As we all know, the cart does not come before the horse. If you want to get anywhere in your cart, then the horse needs to lead. In our time of horseless carriages, this might not be so interesting to us. But St Paul knew the basic importance of this from personal experience, as he travelled around the Roman empire. By the time he was writing to the Church in Ephesus, he had made the journey to imprisonment in Rome—‘a prisoner in the Lord’, as he described himself to the Ephesian Christians.

This prisoner in the Lord may not have had the image of a cart and horse on his mind as he wrote to his friends in Ephesus, but it is an apt image to understand his words to them. As we heard in our second reading, St Paul wished to implore his friends ‘to lead a life worthy of your vocation.’ And he immediately went on to articulate what this living worthily of their vocation looked like. As he said to them, ‘bear with one another charitably, in complete selflessness, gentleness and patience. Do all you can to preserve the unity of the Spirit by the peace that binds you together.’

Charity, selflessness, gentleness, patience, unity, peacefulness. These are the key behaviours Paul called the Ephesians to live by; these are the chief characteristics of a vocation in the Lord. Here is the horse. These are the drivers that bring us into a life in the Holy Spirit, the features which bind us to the one Body of Christ.

It is only by first living this charitable, selfless, gentle, patient, unifying and peaceful vocation, as members of Christ’s body, that we might subsequently look to the particular shape it takes in each of our lives. As St Paul goes on to say, each person of faith ‘has been given [their] own share of grace, given as Christ allotted it.’ And this has been given to us—not taken for ourselves—so as to form all of us into ‘a unity in the work of service that builds up the body of Christ.’

God has called each of us to live out our shared vocation in a particular way, but it is the common vocation that comes first. That individually given grace that shapes each of us uniquely comes subsequently. And then, this God-given grace comes to us so that it might be shared among us all. First the vocation, then the individual grace, but all for unity in Christ. As St Paul finishes his words to the Church in Ephesus, ‘we are all to come to unity in our faith and in our knowledge of the Son of God.’

You men, who come before us, the Church in Melbourne, to acknowledge and receive the particular grace God will now give to you in ordination, do not forget that this gift is consequential to the primary vocation you have already been called by Christ to live. Do not, then, put your cart before the horse of the Body of Christ. As the Lord himself said to his disciples, and now to you, lay down your life to all those whom God is pleased to place before you to be your friends.

Do so charitably, selflessly, gently, patiently, unifyingly and peacefully. These are your primary drivers, the gears, so to speak, through which you are to shift so as to move as ordained ministers with Christ’s friends towards unity in him. You are to serve Christ’s faithful in such a way that they—we—might recognise you as a trusted friend. Go out, and bear fruit that will last, knowing you are being given God’s gift, to be a carriage of the work for the building up of the Body of Christ.

▶ Prompt 1: Condense the homily's paragraph beginning "God has called each of us" into a short list that keeps its main points.
▶ Prompt 2: Edit the stretch of the homily from "You men, who" through "be your friends.", putting "holy orders" where "ordination" stands.

▶ Information provided:
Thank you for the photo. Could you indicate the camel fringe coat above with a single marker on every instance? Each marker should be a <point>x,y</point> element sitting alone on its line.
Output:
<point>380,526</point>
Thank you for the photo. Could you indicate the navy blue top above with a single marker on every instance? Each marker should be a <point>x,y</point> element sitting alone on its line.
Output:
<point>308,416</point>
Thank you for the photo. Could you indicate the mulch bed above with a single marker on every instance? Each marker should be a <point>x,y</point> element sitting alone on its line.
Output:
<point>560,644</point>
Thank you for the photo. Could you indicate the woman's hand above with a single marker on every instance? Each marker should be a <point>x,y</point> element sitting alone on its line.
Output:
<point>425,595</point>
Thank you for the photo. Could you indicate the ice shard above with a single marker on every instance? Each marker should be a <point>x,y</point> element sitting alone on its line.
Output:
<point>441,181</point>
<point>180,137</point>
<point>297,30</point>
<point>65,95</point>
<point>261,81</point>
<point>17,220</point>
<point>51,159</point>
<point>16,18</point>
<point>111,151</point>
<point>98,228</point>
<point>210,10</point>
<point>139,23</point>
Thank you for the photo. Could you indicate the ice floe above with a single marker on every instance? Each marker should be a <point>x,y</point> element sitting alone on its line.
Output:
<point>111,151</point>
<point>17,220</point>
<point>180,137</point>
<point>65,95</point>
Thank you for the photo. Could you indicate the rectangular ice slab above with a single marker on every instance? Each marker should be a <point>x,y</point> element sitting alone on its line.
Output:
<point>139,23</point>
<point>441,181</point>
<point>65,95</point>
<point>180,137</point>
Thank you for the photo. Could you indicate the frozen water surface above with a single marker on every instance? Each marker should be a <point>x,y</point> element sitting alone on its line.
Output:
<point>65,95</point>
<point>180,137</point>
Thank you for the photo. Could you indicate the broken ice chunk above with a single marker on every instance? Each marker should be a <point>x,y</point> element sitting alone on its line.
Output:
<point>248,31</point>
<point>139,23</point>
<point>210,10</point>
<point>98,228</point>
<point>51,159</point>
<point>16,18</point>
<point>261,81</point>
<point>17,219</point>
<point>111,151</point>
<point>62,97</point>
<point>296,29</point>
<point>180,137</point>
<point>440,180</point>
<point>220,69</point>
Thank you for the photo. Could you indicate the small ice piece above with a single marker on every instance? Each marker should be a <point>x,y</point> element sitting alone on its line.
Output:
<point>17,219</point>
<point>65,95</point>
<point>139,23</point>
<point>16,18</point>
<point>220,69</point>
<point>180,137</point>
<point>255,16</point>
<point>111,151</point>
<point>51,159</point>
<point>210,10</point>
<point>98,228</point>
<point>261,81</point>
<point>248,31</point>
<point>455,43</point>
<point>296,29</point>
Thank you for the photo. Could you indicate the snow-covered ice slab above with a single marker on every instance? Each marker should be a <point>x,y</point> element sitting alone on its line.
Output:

▶ Result 1:
- God calls each of us to live out a shared vocation in a particular way, but the common vocation comes first.
- The individual grace that shapes each person uniquely comes after it.
- That God-given grace is meant to be shared among all.
- The order is vocation first, then individual grace, all for unity in Christ.
- St Paul ends his words to the Ephesians with "we are all to come to unity in our faith and in our knowledge of the Son of God."

▶ Result 2:
You men, who come before us, the Church in Melbourne, to acknowledge and receive the particular grace God will now give to you in holy orders, do not forget that this gift is consequential to the primary vocation you have already been called by Christ to live. Do not, then, put your cart before the horse of the Body of Christ. As the Lord himself said to his disciples, and now to you, lay down your life to all those whom God is pleased to place before you to be your friends.